**ACTIVITY:**
Below this line is a listing that includes pictures. Copy exactly, and only, the lines from the one containing "the system must locate the nose" through the one containing "the system must locate the peninsula"; the pictures do not go in the copy.

**SUPPLIED INFORMATION:**
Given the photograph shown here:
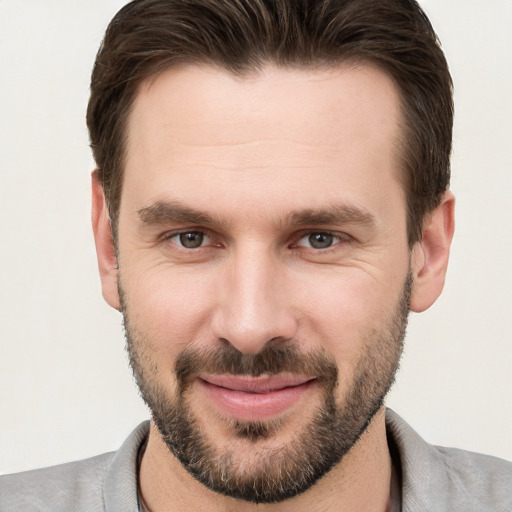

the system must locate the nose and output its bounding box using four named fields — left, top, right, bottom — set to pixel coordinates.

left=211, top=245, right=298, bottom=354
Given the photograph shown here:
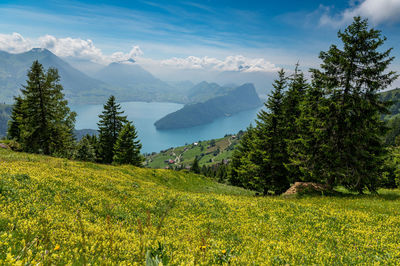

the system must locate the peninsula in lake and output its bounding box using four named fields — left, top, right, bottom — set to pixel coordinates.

* * *

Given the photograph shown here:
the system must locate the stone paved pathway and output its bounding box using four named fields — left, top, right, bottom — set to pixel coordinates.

---

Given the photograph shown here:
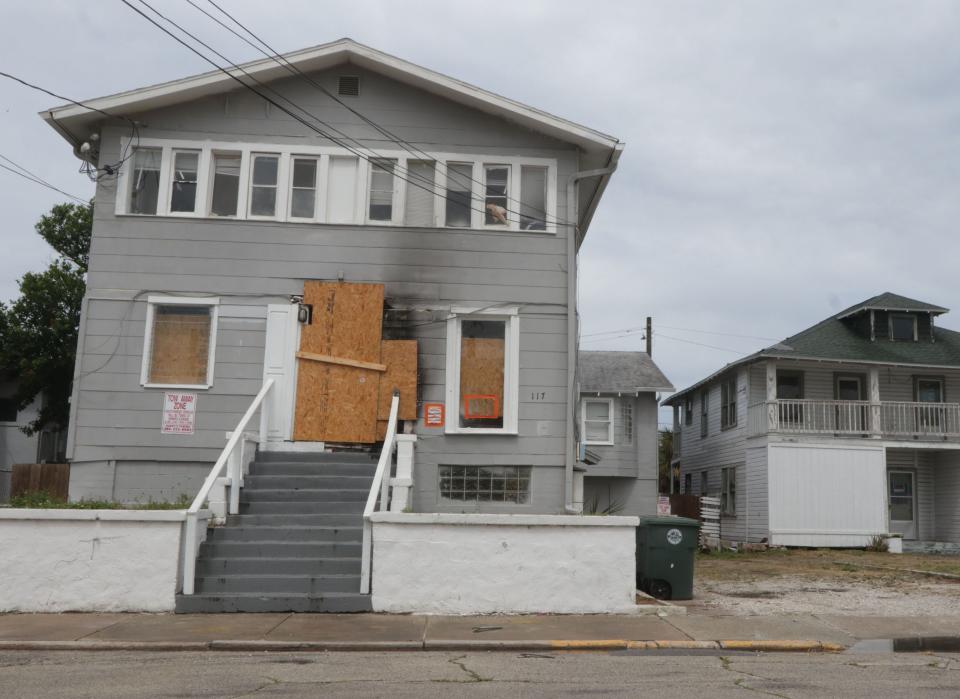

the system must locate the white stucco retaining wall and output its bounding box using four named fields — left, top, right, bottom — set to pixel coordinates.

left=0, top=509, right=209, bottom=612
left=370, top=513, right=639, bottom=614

**EXERCISE RESULT:**
the system must locate the nose and output its bounding box using four named fields — left, top, right, bottom — set to pixel coordinates.

left=211, top=245, right=298, bottom=354
Given the photograph shown here:

the system must locate the peninsula in lake and output its bounding box using four named fields — left, top, right, bottom — set to pixel coordinates.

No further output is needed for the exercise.